• _TASK INPUTS_:
------------------------------------------------------------------------
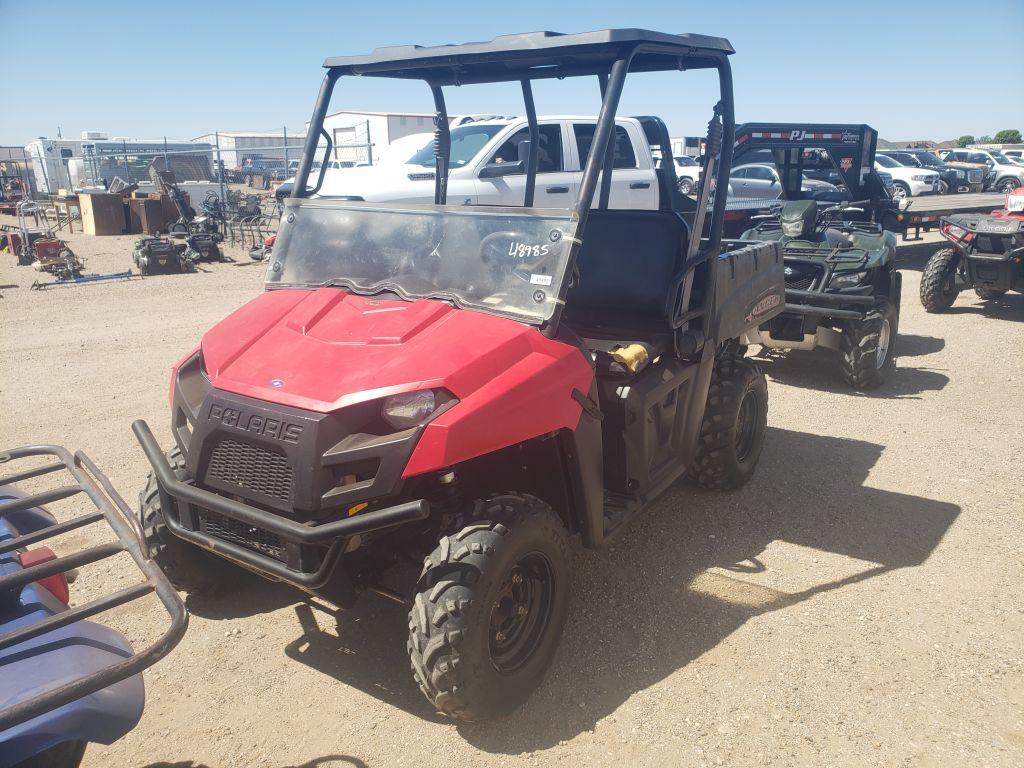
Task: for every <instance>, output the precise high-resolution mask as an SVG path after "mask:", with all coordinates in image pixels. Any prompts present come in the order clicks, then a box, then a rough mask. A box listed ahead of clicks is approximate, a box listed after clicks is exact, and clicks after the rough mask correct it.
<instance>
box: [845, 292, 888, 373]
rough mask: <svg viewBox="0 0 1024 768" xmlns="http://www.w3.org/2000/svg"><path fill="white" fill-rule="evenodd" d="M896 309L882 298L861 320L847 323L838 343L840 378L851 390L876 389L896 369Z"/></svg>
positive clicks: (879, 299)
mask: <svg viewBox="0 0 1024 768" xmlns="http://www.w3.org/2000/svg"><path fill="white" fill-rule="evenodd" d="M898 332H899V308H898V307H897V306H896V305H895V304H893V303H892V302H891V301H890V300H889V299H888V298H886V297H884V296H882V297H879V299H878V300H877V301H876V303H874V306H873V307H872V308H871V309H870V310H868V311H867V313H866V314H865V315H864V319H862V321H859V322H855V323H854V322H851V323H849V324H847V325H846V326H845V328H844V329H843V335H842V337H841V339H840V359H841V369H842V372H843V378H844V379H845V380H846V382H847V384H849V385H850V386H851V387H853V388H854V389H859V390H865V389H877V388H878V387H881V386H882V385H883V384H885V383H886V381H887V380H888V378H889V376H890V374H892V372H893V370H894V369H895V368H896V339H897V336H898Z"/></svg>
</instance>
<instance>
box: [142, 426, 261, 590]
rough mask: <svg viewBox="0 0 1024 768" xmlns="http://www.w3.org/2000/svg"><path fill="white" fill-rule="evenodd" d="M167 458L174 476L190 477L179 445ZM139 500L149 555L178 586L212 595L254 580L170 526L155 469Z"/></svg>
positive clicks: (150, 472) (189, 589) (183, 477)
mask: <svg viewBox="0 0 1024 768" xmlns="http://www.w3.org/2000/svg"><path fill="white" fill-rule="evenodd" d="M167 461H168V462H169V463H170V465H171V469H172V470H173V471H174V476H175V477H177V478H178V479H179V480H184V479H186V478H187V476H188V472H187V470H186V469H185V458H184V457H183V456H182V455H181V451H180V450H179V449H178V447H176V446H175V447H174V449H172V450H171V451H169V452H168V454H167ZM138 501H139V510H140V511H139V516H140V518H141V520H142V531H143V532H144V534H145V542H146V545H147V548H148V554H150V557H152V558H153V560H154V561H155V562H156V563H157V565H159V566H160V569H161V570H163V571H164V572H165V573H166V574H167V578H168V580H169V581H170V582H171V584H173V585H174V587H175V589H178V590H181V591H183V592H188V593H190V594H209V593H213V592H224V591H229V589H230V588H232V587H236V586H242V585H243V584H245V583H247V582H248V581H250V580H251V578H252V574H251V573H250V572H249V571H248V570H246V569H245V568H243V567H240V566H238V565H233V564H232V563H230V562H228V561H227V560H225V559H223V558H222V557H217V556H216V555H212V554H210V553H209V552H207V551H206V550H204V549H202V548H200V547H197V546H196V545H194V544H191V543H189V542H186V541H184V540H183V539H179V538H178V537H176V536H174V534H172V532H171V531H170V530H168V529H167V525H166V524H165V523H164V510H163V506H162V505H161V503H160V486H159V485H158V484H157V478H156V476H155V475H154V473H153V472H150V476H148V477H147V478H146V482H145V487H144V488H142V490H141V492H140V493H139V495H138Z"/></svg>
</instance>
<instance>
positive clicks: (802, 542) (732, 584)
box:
------------------------------------------------------------------------
• _EXERCISE REQUIREMENTS_:
Leave the images out and transcribe the remaining data above word for word.

• _TASK ANSWER_:
Task: for every <instance>, output the precise high-resolution mask as an SVG path after "mask:", with all coordinates in image pixels. Any prompts present come in the order clicks, then a box, then a rough mask. A box listed ahead of clicks is approximate, a box listed after clicks is exact, and clicks after the rough mask correct it.
<instance>
box: [845, 292, 888, 373]
rough mask: <svg viewBox="0 0 1024 768" xmlns="http://www.w3.org/2000/svg"><path fill="white" fill-rule="evenodd" d="M896 309L882 298L861 320L847 323L838 343L840 378L851 390L876 389L896 369Z"/></svg>
positive clicks: (879, 299)
mask: <svg viewBox="0 0 1024 768" xmlns="http://www.w3.org/2000/svg"><path fill="white" fill-rule="evenodd" d="M898 332H899V308H898V307H897V306H896V305H895V304H893V303H892V302H891V301H890V300H889V299H888V298H886V297H884V296H882V297H879V299H878V300H877V301H876V303H874V306H873V307H872V308H871V309H870V310H868V311H867V313H866V314H865V315H864V319H862V321H859V322H855V323H854V322H851V323H849V324H847V325H846V326H845V328H844V329H843V335H842V337H841V339H840V359H841V369H842V372H843V378H844V379H845V380H846V382H847V384H849V385H850V386H851V387H853V388H854V389H859V390H865V389H877V388H878V387H881V386H882V385H883V384H885V383H886V381H887V380H888V378H889V376H890V374H892V372H893V370H894V369H895V368H896V339H897V336H898Z"/></svg>
</instance>
<instance>
box: [142, 426, 261, 590]
rough mask: <svg viewBox="0 0 1024 768" xmlns="http://www.w3.org/2000/svg"><path fill="white" fill-rule="evenodd" d="M167 458L174 476L190 477L179 445ZM139 500L149 555L178 586L212 595L254 580L170 526L155 469Z"/></svg>
positive clicks: (150, 472) (189, 589) (183, 477)
mask: <svg viewBox="0 0 1024 768" xmlns="http://www.w3.org/2000/svg"><path fill="white" fill-rule="evenodd" d="M167 461H168V462H169V463H170V465H171V469H172V470H173V471H174V476H175V477H177V478H178V479H179V480H184V479H186V478H187V476H188V472H187V470H186V469H185V458H184V457H183V456H182V455H181V451H180V450H179V449H178V447H176V446H175V447H174V449H172V450H171V451H169V452H168V454H167ZM138 501H139V510H140V511H139V516H140V518H141V520H142V531H143V532H144V534H145V542H146V545H147V548H148V554H150V557H152V558H153V560H154V561H155V562H156V563H157V565H159V566H160V569H161V570H163V571H164V572H165V573H166V574H167V578H168V580H169V581H170V582H171V584H173V585H174V587H175V589H178V590H181V591H183V592H188V593H190V594H209V593H213V592H224V591H229V589H230V588H232V587H236V586H242V585H243V584H245V583H247V582H248V581H250V580H251V578H252V574H251V573H250V572H249V571H248V570H246V569H245V568H243V567H240V566H238V565H233V564H232V563H230V562H228V561H227V560H225V559H223V558H222V557H217V556H216V555H212V554H210V553H209V552H207V551H206V550H204V549H202V548H200V547H197V546H196V545H194V544H191V543H189V542H186V541H184V540H183V539H179V538H178V537H176V536H174V534H172V532H171V531H170V530H168V529H167V525H166V524H165V523H164V510H163V506H162V505H161V503H160V486H159V485H158V484H157V478H156V476H155V475H154V473H153V472H150V476H148V477H147V478H146V482H145V487H144V488H142V490H141V492H140V493H139V495H138Z"/></svg>
</instance>
<instance>
positive clicks: (802, 542) (732, 584)
box:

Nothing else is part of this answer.